*Requirements*.
1. In the text on Irish anti-piracy measures, which internet service provider reached an out of court settlement with the labels?
2. Reproduce the part of the text on Irish anti-piracy measures between "As previously reported, the" and "the Eircom system.", inclusive.

*Text extract*.
As previously reported, the Irish record industry has been lobbying hard for new measures to help them crack down on illegal file-sharing similar to those being introduced in the UK, France and Spain, particularly as efforts through the Irish courts to force the internet service providers to police file-sharing in some way have all failed.

The labels did reach an out of court settlement with Ireland’s biggest ISP Eircom which resulted in the company voluntarily launching a three-strikes programme, but other net firms have so far refused to likewise voluntarily start sending out warning letters to customers suspected of file-sharing, meanwhile the Irish Data Protection Commissioner has been very critical of the Eircom system.

Following various false reports over the last year or so that the Irish government was about to announce new anti-piracy measures, everyone now seems certain proposals for a statutory instrument addressing the issue are likely to be published this month. It’s widely believed the government’s proposals will be for a fast-track injunctions system, making it easier for rights owners to get injunctions to force ISPs to block access to copyright infringing sites, similar to new anti-piracy measures being introduced in Spain, and distinct from the three-strikes style systems being adopted in the UK and France.

*Entries*.

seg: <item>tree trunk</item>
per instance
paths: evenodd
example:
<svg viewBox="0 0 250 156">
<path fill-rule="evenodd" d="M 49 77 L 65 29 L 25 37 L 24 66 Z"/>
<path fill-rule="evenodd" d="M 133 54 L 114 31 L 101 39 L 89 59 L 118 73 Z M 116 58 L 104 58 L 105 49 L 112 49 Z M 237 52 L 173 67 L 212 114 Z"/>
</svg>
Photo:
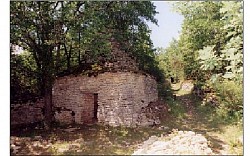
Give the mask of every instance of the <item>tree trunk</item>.
<svg viewBox="0 0 250 156">
<path fill-rule="evenodd" d="M 44 85 L 44 126 L 45 129 L 51 128 L 53 119 L 52 113 L 52 74 L 49 71 L 43 72 L 43 85 Z"/>
<path fill-rule="evenodd" d="M 51 122 L 53 118 L 52 114 L 52 86 L 45 87 L 45 94 L 44 94 L 44 124 L 45 129 L 51 128 Z"/>
</svg>

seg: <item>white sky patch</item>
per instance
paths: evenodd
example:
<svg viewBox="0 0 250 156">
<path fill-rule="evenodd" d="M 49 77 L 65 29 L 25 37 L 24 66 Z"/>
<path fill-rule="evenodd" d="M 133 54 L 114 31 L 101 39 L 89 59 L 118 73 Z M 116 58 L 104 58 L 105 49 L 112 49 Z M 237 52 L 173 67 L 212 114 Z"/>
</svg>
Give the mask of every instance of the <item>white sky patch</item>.
<svg viewBox="0 0 250 156">
<path fill-rule="evenodd" d="M 153 1 L 153 3 L 156 11 L 159 12 L 155 16 L 159 26 L 148 22 L 148 26 L 152 30 L 151 39 L 155 48 L 166 48 L 173 38 L 179 38 L 184 17 L 173 12 L 171 4 L 167 1 Z"/>
</svg>

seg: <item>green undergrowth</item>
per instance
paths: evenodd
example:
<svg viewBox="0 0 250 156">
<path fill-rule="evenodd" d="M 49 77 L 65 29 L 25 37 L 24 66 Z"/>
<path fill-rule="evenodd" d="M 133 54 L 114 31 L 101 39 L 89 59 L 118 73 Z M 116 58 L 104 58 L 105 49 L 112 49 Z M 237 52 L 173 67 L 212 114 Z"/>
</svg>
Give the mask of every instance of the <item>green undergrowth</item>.
<svg viewBox="0 0 250 156">
<path fill-rule="evenodd" d="M 239 137 L 243 135 L 242 122 L 221 116 L 219 109 L 211 105 L 203 105 L 202 99 L 192 92 L 180 90 L 179 84 L 173 85 L 175 98 L 169 99 L 166 103 L 169 106 L 169 116 L 162 121 L 163 125 L 169 129 L 194 131 L 203 134 L 214 153 L 220 154 L 221 150 L 226 150 L 228 154 L 243 154 L 243 145 L 239 142 Z M 186 103 L 192 105 L 187 108 Z M 192 109 L 190 115 L 188 111 Z"/>
</svg>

*Written answers*.
1. Eircom, Ireland's biggest ISP.

2.
As previously reported, the Irish record industry has been lobbying hard for new measures to help them crack down on illegal file-sharing similar to those being introduced in the UK, France and Spain, particularly as efforts through the Irish courts to force the internet service providers to police file-sharing in some way have all failed.

The labels did reach an out of court settlement with Ireland’s biggest ISP Eircom which resulted in the company voluntarily launching a three-strikes programme, but other net firms have so far refused to likewise voluntarily start sending out warning letters to customers suspected of file-sharing, meanwhile the Irish Data Protection Commissioner has been very critical of the Eircom system.